» **Set task**: Write out the listing below word for word, leaving out the pictures.

Object position labeling listing
** start **

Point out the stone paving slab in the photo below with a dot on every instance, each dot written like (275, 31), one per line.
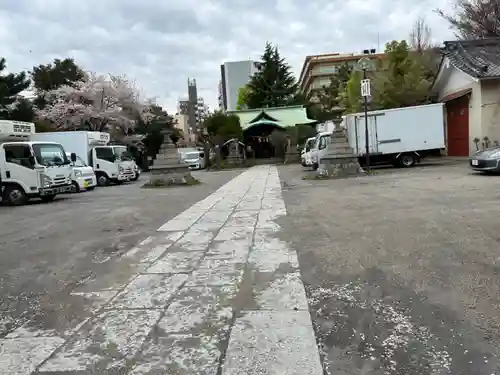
(214, 286)
(272, 342)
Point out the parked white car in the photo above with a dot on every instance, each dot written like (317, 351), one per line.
(83, 177)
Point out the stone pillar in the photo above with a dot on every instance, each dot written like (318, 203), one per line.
(168, 168)
(339, 159)
(234, 153)
(291, 154)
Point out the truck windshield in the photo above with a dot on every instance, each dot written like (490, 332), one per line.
(192, 155)
(50, 154)
(122, 153)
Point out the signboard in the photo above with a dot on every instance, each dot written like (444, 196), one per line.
(365, 88)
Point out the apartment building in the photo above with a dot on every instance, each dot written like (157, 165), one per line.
(234, 75)
(317, 69)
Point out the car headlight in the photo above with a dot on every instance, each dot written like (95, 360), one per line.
(46, 182)
(495, 155)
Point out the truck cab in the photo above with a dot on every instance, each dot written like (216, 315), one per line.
(322, 140)
(110, 163)
(83, 176)
(31, 169)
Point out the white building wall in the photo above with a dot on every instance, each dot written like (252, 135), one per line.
(490, 113)
(237, 75)
(453, 81)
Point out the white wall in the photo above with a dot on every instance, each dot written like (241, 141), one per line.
(453, 80)
(490, 110)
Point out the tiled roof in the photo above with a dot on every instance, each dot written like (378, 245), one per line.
(478, 58)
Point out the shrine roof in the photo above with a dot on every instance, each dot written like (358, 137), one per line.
(279, 116)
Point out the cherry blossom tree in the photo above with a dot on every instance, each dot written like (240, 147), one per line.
(96, 103)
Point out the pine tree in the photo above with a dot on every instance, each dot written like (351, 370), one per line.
(11, 85)
(402, 81)
(274, 85)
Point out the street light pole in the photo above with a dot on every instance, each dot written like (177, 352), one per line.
(367, 136)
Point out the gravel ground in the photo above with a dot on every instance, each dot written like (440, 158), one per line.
(402, 269)
(49, 250)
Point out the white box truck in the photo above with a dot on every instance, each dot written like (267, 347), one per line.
(31, 169)
(399, 136)
(112, 164)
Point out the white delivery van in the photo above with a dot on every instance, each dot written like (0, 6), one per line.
(83, 176)
(305, 156)
(111, 164)
(399, 136)
(320, 143)
(194, 159)
(31, 169)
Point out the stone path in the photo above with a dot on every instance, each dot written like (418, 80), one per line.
(216, 293)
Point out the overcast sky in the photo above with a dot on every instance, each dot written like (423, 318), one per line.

** end **

» **Worked answer**:
Point out the stone paving slab in the photo below with a dot on every instance, each dot written like (275, 31), one per line.
(214, 286)
(272, 342)
Point out the parked white car in the photo above with a dot on every instance, each dot written like (317, 351), one per line.
(83, 177)
Point out the stone pillar in the photo above with a dot on every instance, each dot written like (318, 203), one per line.
(168, 168)
(339, 159)
(234, 153)
(291, 154)
Point out the truck windshield in the photo above with a dot on every instance, each dot written like (490, 332), one per line.
(192, 155)
(50, 154)
(122, 153)
Point out the signboard in the photo above with a dot on every instance, each dot written like (444, 196), one per line.
(365, 88)
Point out the apartment building in the photo above with a dot on every instance, each dot written like (157, 165), one per line.
(234, 75)
(317, 69)
Point out the car headlight in the photo above with a dot on every instance, each dot written like (95, 360), one per line.
(46, 182)
(495, 155)
Point out the truck cab in the photo above with a dot on every instance, each dot written like (216, 315), one per line.
(322, 140)
(110, 163)
(83, 176)
(31, 169)
Point out the white building wall in the photo above with a dot on every instance, each dot written like (252, 135), one per line.
(490, 113)
(237, 75)
(453, 81)
Point out the white wall in the photo above with a dot on every instance, each dot written like (241, 141), one per line.
(453, 80)
(490, 110)
Point out the tiled roof in the photo above with a dot on every instance, each dot written like (378, 245), one per line.
(478, 58)
Point out the shrine roof in the photo above with a dot on every instance, each dot written like (358, 137), one per line.
(279, 116)
Point out the cherry blossom tree in the photo above with a dot on every instance, each dot written like (240, 147), one per line.
(96, 103)
Point out the pine tree in the photo above with a dot on every instance, each dot written like (351, 370), one per line.
(11, 85)
(402, 81)
(274, 85)
Point out the street light pole in the photo above with a dot on every instance, each dot written like (177, 352), one per line.
(367, 136)
Point out the gravel ground in the photo above with a dot on every instance, each dot written like (440, 158), one per line.
(402, 269)
(49, 250)
Point out the white box truck in the photo above with a dot on every instance, each dot written like (267, 347), one per line.
(31, 169)
(399, 136)
(112, 164)
Point out the white delivery van in the photo above with a dot on every instance, each dot written like (0, 6), one per line.
(83, 176)
(305, 156)
(111, 164)
(399, 136)
(320, 143)
(194, 159)
(31, 169)
Point out the stone path in the photo above with a dot on every instance, each dot written like (418, 80), one per line.
(216, 293)
Point out the overcast sky in the photo above with a dot on every instance, each dot written like (423, 318), one per line.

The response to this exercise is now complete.